### Reading text

Monday, December 8, 2014

Birding the Wastewater Wetlands

Columbia, Missouri, has a state-of-the-art, eco-friendly wastewater treatment facility, consisting of a chain of wetlands in the lower Perche Creek Valley, southwest of town.  Surrounded by a raised levee and graveled roadway, it is an excellent area for birding; since our local wildlife refuge has been closed for duck hunting, I opted for the wastewater area, where the value of other life forms is clearly acknowledged.

Yesterday afternoon, green-winged teal were abundant on the open pools, joined by smaller flocks of gadwall and mallards. An adult and two immature bald eagles soared above the valley and a pair of noisy red-tails called from the forested hills.  Riparian woodlands north of the facility were filled with thousands of American robins while sycamore groves to the south were alive with woodpeckers and a host of winter songbirds.  Eastern bluebirds and American goldfinches perched on the wire fencing, dark-eyed juncos foraged along the roadway and song sparrows flitted among the marsh reeds.

Of course, I was hoping that the high-pitched calls of snow geese might pierce the gray overcast but those vocal migrants remain elusive this season.  Nevertheless, I enjoyed my stroll around the wastewater marshes, where solitude is almost guaranteed and where silence is broken only by the calls of avian residents, the distant rumbling of freight trains and occasional chatty bikers on the Katy or MKT Trails.

Sunday, December 7, 2014

America's Lucrative Pheasant

Native to Asia, ring-necked pheasants were introduced to North America in 1881; initially bred in captivity and released on private hunting reserves, this hardy game bird has become established in grassland habitats across the northern half of the U.S. and southern Canada.

######
### Extracted information

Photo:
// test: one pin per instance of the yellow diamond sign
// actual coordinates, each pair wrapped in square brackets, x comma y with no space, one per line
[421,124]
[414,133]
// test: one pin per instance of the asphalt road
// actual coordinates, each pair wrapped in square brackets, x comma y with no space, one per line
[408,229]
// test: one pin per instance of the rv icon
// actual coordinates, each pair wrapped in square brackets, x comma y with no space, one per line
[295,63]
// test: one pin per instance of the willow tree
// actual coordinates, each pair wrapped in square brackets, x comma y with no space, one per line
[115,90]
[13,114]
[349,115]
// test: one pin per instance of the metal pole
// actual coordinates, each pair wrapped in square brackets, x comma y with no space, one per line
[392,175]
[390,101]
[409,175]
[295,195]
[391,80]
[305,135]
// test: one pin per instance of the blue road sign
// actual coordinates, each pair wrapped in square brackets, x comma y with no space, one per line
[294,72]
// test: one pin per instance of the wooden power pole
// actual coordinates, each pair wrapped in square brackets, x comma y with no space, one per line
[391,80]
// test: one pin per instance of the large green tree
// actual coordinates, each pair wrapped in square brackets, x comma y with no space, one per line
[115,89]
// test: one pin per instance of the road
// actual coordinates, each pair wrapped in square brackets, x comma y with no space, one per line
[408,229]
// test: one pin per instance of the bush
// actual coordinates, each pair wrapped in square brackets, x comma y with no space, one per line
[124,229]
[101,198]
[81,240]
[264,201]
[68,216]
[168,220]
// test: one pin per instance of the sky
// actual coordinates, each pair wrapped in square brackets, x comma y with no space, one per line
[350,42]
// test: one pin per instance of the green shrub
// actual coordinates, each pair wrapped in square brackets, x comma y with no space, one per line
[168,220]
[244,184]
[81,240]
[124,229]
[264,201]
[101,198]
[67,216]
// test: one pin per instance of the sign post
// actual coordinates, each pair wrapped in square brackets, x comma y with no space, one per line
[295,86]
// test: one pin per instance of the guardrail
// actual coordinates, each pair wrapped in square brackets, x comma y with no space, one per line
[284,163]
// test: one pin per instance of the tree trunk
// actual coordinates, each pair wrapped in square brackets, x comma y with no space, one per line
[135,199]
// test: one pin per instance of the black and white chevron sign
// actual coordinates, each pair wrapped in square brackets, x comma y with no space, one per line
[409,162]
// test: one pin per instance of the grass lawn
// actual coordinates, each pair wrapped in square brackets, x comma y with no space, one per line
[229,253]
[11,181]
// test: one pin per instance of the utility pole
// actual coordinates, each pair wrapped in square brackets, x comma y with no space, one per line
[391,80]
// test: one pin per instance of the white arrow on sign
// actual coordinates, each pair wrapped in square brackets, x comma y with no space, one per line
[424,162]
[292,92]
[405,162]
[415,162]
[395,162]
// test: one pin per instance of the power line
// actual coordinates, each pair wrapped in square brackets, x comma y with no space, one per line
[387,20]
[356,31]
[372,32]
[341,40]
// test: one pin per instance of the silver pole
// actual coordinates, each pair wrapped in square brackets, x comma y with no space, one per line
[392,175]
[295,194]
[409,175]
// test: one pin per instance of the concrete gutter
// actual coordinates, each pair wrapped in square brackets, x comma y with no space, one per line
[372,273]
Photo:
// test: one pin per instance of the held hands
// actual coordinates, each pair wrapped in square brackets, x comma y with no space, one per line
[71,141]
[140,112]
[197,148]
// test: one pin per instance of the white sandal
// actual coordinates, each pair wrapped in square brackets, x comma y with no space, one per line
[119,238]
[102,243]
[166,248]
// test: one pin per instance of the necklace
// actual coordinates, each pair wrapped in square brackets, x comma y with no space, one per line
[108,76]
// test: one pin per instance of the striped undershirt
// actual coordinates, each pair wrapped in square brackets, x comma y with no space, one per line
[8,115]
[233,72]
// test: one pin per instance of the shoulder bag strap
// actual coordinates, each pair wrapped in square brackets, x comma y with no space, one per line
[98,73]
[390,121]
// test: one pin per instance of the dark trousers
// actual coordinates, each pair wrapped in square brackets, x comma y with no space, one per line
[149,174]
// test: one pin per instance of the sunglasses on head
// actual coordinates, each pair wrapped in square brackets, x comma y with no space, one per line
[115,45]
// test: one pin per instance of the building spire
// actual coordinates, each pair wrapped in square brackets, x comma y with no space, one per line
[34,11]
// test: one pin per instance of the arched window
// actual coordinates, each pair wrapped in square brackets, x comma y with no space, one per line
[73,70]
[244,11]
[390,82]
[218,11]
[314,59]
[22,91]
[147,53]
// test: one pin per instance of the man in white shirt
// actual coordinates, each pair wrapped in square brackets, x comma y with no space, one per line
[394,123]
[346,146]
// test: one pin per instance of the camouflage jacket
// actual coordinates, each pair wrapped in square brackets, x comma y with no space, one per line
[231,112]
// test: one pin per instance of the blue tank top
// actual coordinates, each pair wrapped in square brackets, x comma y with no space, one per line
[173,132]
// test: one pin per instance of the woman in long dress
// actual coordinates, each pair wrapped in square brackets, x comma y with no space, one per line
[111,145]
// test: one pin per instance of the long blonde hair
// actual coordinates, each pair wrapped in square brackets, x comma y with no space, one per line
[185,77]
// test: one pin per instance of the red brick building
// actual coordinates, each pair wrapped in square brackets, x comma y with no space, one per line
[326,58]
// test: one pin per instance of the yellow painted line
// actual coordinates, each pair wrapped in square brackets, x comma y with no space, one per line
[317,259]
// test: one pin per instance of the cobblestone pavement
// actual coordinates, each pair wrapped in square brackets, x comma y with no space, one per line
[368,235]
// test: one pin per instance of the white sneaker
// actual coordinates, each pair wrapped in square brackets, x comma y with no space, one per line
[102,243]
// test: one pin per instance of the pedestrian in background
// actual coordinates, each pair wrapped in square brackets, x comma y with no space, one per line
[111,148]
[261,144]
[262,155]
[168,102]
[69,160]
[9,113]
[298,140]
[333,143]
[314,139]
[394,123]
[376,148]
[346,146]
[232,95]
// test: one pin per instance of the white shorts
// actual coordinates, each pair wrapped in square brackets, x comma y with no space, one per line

######

◆ What you need to do:
A. According to the nature journal, which birds were abundant on the open pools of the wastewater wetlands?
B. Proceed with the nature journal, picking up from its final sentence on ring-necked pheasants.
The listing above has no role in this exercise.

◆ Final answers:
A. Green-winged teal.

B.
Most abundant on the Great Plains and selected as the State Bird of South Dakota, ring-necked pheasants are polygamous and prolific.  Dominant males establish harems during the breeding season and females lay multiple clutches until chicks are successfully hatched.  Known to have a negative impact on greater prairie chicken populations (a native species), male pheasants chase male chickens from their territory and female pheasants may parasitize the nests.  Though hundreds of thousands of male ring-necked pheasants are harvested by hunters each year, such artificial population control is, to some degree, countered by the polygamous breeding habits of these popular game birds; of course, many others are killed by severe weather, vehicles or farm machinery.

More than a century after Americans introduced ringed-necks to our continent, we have, in effect, created a massive hunting preserve from the Pacific to the Atlantic.  In some Great Plains States, pheasant hunting is vital to the economy, bringing in funds from hunting licenses and the patronage of regional stores, hotels and restaurants.  While the pheasants have imbedded themselves in natural ecosystems across the country, providing sustenance for hawks, owls, coyotes, fox and a host of egg consumers, they are unwitting participants in man's manipulation of nature for his own benefit, a practice that has nothing to do with conservation.

Saturday, December 6, 2014

The Suet Platoon

As the dark, cold days of December envelop Missouri, I add suet to our backyard handouts.  While the chunks of high calorie food do not increase the diversity of common winter residents and visitors, the extra activity does augment the chance of attracting rare or uncommon species that might be in the neighborhood.

As is usually the case with new feeders, chickadees are the first residents to inspect the suet, followed by white-breasted nuthatches, titmice, Carolina wrens and downy woodpeckers.  Eventually, hairy and red-bellied woodpeckers, northern flickers, red-breasted nuthatches and brown creepers join the suet platoon; indeed, any winter insectivore (including yellow-rumpled warblers) may partake at times.

Industrious (or frugal) birders often produce their own suet blocks, using a wide variety of ingredients.  Most of us, lacking such competence or enthusiasm, would rather shell out a couple bucks for the packaged suet sold at most markets and feed stores.  Fortunately, our Missouri squirrels (both gray and fox) do not have a taste for suet (unlike our Colorado fox squirrels) and keeping this winter treat available is a weekly chore at most.

Friday, December 5, 2014

Flooding in a Parched Landscape

Over the past week, an atmospheric trough developed off the California coast, sweeping Pacific moisture across that parched landscape.  Within a few days, many regions of the State received more precipitation than they had in all of 2013.

Falling on slopes ravaged by wildfires, the steady rains triggered floods and mudslides while, in some urban areas, storm drains could not handle the deluge, stranding motorists and producing sinkholes.  Welcome snows fell across the Sierra Nevada and Transverse Ranges but rapid runoff limited the storm system's benefit at lower elevations.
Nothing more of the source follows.